Well if I can get someone to do it for $300, I'll jump at that.  I'm just worried it will be expensive in my location because we have a building boom going on, it's prime real estate season so people are trying to remodel houses for sale, and so on.  Maybe I can hang the rock and my wife can live with that for a few months (not likely)

I was wondering if there's an easier way to do this.  I've seen videos where people use a "magic trowel" to skim coat their walls to remove texture.  They use a diluted mix of mud and basically squeegee it on.  It takes multiple coats, but because each coat is really thin it's harder to mess up.  Would something like this work for new drywall?  I could just skim coat the entire wall with multiple coats.  This won't help me with the corners much.

Spork

  • Walrus Stache
  • *******
  • Posts: 5742
    • Spork In The Eye
Re: Drywall Hire or DIY?

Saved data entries
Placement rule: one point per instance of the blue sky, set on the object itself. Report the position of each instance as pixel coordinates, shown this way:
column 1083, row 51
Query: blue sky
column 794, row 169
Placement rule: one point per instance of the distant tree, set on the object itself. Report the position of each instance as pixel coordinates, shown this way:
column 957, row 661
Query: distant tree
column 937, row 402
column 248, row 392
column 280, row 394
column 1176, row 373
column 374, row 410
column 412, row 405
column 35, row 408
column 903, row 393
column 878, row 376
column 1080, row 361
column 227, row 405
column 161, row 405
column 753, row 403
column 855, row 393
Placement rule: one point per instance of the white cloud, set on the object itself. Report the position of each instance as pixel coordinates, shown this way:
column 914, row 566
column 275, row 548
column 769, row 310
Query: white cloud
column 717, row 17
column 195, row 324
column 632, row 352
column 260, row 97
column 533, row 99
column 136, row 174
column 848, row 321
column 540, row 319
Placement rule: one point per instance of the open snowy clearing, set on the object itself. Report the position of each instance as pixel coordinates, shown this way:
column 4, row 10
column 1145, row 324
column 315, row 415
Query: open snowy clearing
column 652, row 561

#### [Task objective]
Repeat the section of the drywall post that begins with the words containing "Well if I can" and ends with "months (not likely)", switching "$300" to "$400". These records were collected from a separate source.

#### [Written solution]
Well if I can get someone to do it for $400, I'll jump at that.  I'm just worried it will be expensive in my location because we have a building boom going on, it's prime real estate season so people are trying to remodel houses for sale, and so on.  Maybe I can hang the rock and my wife can live with that for a few months (not likely)